_Challenge 1_:
Reproduce word for word the portion of the breakpoint forum post starting with "I can't find" and going on through "ones specified below.".
_Challenge 2_:
Name every macro that an #ifndef directive checks in the breakpoint forum post.

_Passage provided_:
The address and the setup functions are the same, the only difference that I see is that, if I set the breakpoint from the main code, it works; if I do the same from a vectored exception handler (during where an unrelated exception has happened) the breakpoint will not have any effect.
The code that should break on the breakpoint is of course outside of the exception handler.
I can't find any relevant information in the IA32 Software Manual.
Perhaps some of you had this problem. Any help is appreciated.
Edit:
Here is a very crude example, don't mind the warnings. If compiled with #define DIRECT, the program terminates because of the uncaught SINGLE_STEP, if compiled without nothing happens.
To be clear, this is just an ugly, messy, quick example.
// The following macros define the minimum required platform. The minimum required platform
// is the earliest version of Windows, Internet Explorer etc. that has the necessary features to run
// your application. The macros work by enabling all features available on platform versions up to and
// including the version specified.
// Modify the following defines if you have to target a platform prior to the ones specified below.
// Refer to MSDN for the latest info on corresponding values for different platforms.
#ifndef WINVER // Specifies that the minimum required platform is Windows Vista.
#define WINVER 0x0600 // Change this to the appropriate value to target other versions of Windows.
#endif
#ifndef _WIN32_WINNT // Specifies that the minimum required platform is Windows Vista.
#define _WIN32_WINNT 0x0600 // Change this to the appropriate value to target other versions of Windows.
#endif
#ifndef _WIN32_WINDOWS // Specifies that the minimum required platform is Windows 98.

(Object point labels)
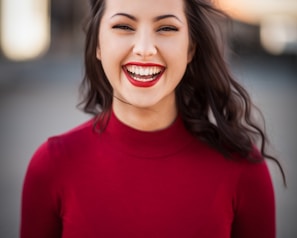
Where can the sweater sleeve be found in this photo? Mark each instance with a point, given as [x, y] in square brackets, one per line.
[40, 203]
[254, 204]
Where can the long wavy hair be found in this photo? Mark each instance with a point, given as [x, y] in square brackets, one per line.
[213, 106]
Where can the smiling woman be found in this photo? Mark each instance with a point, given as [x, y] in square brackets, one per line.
[172, 148]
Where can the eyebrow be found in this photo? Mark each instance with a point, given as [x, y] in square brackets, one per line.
[158, 18]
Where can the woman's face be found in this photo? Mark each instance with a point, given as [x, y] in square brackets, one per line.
[144, 50]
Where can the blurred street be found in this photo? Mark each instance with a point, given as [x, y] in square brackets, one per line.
[39, 99]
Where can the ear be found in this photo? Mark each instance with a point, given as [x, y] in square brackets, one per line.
[191, 52]
[98, 53]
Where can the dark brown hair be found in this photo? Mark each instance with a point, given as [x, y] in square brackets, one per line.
[213, 106]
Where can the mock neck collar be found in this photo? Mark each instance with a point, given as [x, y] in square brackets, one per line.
[148, 144]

_Answer 1_:
I can't find any relevant information in the IA32 Software Manual.
Perhaps some of you had this problem. Any help is appreciated.
Edit:
Here is a very crude example, don't mind the warnings. If compiled with #define DIRECT, the program terminates because of the uncaught SINGLE_STEP, if compiled without nothing happens.
To be clear, this is just an ugly, messy, quick example.
// The following macros define the minimum required platform. The minimum required platform
// is the earliest version of Windows, Internet Explorer etc. that has the necessary features to run
// your application. The macros work by enabling all features available on platform versions up to and
// including the version specified.
// Modify the following defines if you have to target a platform prior to the ones specified below.

_Answer 2_:
WINVER, _WIN32_WINNT, _WIN32_WINDOWS